[WHAT IS EXPECTED]
Rewrite the rows below with every "desk" changed to "table" and all else unchanged, leaving out the pictures.

########################################

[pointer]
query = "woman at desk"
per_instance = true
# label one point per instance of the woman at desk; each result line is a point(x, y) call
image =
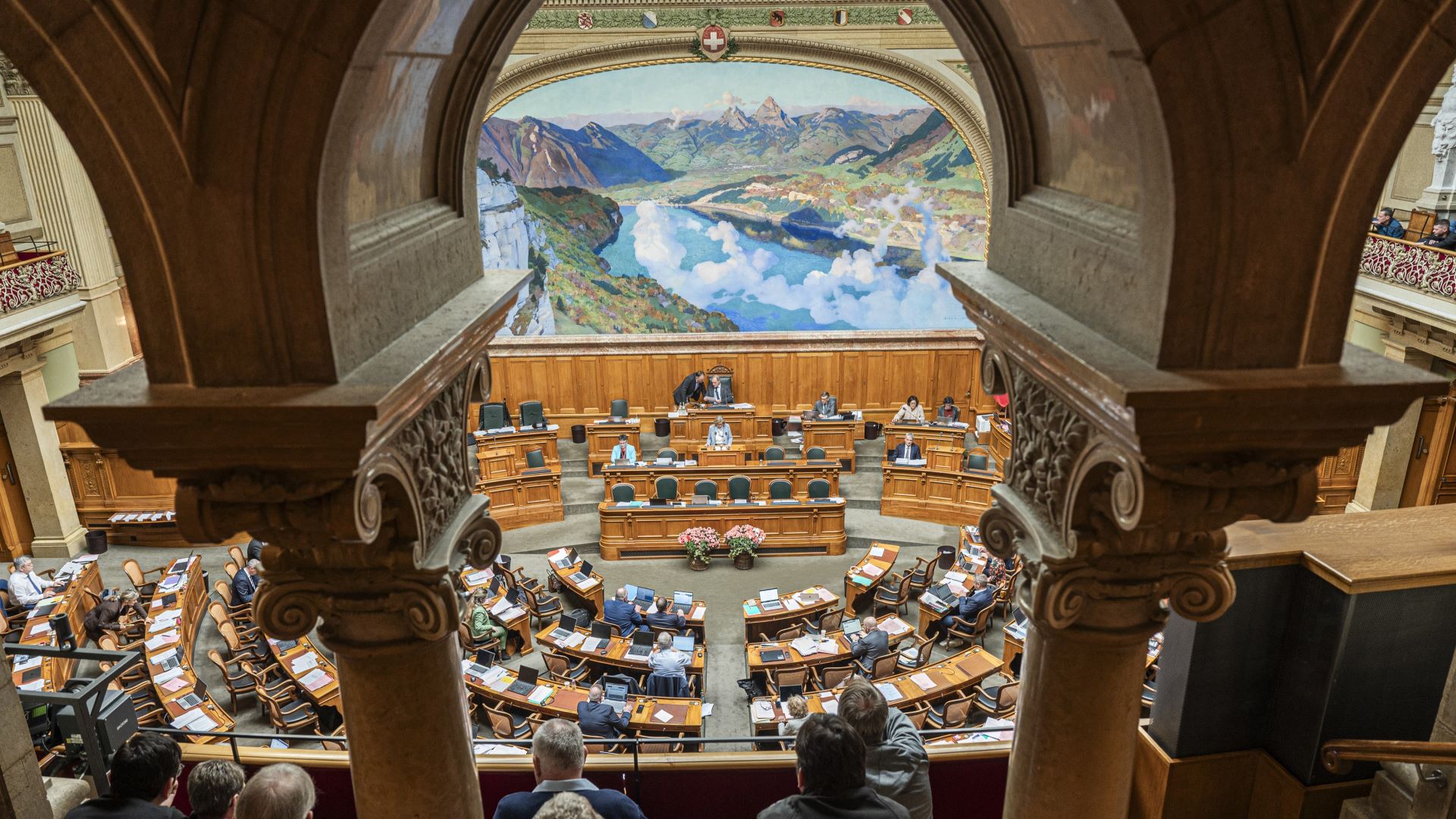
point(910, 413)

########################################

[THE REPLY]
[pointer]
query = "woman at table"
per_instance = true
# label one point per instance of the woman at table; each result line is a point(x, y) call
image =
point(910, 413)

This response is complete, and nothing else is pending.